## [Work order 1]
Answer these questions from the text about Marjorie Shostak and Nisa, marking each answer with its letter.
(a) What was Shostak's academic background?
(b) Where was Shostak's husband conducting his own work?
(c) What two roles does the text say Shostak did not take on with any of the women, Nisa included?
## [Work order 2]
Sum up the text about Marjorie Shostak and Nisa in two sentences.

## [Quoted passage]
........

Marjorie Shostak is the author and narrator of Nisa as well as Nisa’s interviewer, but with an academic background in English literature, she is not your average anthropologist. She travels to Africa with her husband, who is conducting his own work in the Dobe region, and begins studying the !Kung as a means of occupying her time while she is there. Most of this backstory does not appear in Nisa, however, and Shostak does her best to prove her capability as an anthropologist. She thoroughly describes her research methods, from providing full disclosure about the kinds of payment she offers to her subjects to corroborating Nisa’s stories independently to assess their truthfulness. Upon her arrival in Africa, she throws herself fully into the !Kung group. She learns the language, joins the hunts and gathering expeditions, listens to discussions around the fire, watches medicinal ceremonies, and observes food division, preparation, and consumption.
Despite her efforts to immerse herself in the group, she continues to feel dissatisfied with the depth of her knowledge of the !Kung, so she begins talking individually to the !Kung women. Shostak’s willingness to show herself to the !Kung as a woman who is herself struggling with issues of sexuality, marriage, work, age, and love helps convince the women to be interviewed. Though Shostak does not become a confidante or a best friend to any of the women, even Nisa, she does break down many of the barriers between their two cultures, attaining a very vivid picture of women’s roles in !Kung society.

........

## [Records supplied]
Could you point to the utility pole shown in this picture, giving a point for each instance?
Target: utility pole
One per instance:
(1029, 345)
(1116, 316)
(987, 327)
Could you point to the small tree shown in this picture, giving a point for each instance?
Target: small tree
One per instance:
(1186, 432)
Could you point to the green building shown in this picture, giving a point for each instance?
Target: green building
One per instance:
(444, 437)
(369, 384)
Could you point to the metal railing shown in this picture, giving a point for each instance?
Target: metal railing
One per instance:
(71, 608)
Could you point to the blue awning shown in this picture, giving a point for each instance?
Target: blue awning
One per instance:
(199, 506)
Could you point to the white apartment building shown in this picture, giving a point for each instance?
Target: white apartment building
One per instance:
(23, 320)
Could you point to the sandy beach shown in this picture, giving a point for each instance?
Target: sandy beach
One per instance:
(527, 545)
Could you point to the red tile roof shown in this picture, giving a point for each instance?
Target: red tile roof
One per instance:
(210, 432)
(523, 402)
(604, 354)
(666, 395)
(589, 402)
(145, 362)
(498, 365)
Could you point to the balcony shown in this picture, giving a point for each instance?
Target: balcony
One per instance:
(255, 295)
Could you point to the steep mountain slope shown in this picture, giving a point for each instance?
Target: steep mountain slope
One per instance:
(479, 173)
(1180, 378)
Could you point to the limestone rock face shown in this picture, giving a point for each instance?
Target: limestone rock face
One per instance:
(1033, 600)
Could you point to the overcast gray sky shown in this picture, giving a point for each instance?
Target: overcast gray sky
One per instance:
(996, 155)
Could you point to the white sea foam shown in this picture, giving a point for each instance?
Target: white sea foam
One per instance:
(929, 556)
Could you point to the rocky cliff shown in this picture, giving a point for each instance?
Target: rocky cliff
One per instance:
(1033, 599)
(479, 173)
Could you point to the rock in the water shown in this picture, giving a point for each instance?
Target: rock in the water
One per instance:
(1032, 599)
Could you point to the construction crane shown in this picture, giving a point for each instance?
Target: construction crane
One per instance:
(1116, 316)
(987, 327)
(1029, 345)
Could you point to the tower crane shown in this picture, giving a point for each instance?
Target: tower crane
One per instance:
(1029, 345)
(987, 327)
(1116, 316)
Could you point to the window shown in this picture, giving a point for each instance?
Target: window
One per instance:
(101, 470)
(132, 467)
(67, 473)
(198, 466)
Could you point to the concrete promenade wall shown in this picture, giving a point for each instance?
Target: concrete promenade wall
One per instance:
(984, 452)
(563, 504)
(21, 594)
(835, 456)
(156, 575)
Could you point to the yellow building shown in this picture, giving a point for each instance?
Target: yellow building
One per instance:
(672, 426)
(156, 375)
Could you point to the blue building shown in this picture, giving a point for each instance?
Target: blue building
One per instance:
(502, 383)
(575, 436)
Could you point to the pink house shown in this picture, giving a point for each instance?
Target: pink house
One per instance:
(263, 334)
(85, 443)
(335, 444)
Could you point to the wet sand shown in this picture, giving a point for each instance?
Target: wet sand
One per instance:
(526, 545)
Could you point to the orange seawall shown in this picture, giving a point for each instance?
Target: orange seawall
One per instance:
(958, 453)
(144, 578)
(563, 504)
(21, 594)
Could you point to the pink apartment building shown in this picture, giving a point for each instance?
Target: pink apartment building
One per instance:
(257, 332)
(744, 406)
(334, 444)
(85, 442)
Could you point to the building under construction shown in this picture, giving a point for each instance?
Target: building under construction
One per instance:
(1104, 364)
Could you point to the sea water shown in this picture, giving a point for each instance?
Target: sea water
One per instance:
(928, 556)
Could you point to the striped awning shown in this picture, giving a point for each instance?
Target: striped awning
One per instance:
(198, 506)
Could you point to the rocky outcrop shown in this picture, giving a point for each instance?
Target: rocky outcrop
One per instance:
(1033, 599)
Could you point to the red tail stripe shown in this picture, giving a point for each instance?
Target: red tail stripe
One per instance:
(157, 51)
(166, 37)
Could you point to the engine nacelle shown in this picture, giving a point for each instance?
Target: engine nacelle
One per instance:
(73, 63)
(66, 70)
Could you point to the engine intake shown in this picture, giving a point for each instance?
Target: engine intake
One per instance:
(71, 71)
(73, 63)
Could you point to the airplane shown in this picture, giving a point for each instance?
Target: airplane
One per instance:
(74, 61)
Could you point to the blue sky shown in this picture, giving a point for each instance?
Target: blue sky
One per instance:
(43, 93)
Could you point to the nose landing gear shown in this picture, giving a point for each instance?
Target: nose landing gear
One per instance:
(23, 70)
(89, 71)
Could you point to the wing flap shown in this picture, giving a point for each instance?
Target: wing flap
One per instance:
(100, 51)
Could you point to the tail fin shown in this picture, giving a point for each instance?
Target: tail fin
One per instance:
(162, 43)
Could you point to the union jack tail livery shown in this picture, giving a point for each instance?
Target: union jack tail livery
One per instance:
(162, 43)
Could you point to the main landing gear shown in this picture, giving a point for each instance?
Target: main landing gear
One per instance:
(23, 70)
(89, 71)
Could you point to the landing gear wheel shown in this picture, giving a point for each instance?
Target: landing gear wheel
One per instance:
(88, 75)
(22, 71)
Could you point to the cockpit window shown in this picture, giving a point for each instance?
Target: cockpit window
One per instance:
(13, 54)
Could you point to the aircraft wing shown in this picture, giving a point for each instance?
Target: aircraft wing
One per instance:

........

## [Written solution 1]
(a) English literature.
(b) In the Dobe region.
(c) Confidante or best friend.

## [Written solution 2]
Marjorie Shostak, who trained in English literature rather than anthropology, went to Africa with her husband and immersed herself in the !Kung group, thoroughly describing her research methods in Nisa. Still dissatisfied with the depth of her knowledge, she began interviewing !Kung women individually, and her openness about her own struggles helped her break down many cultural barriers and gain a vivid picture of women's roles in !Kung society.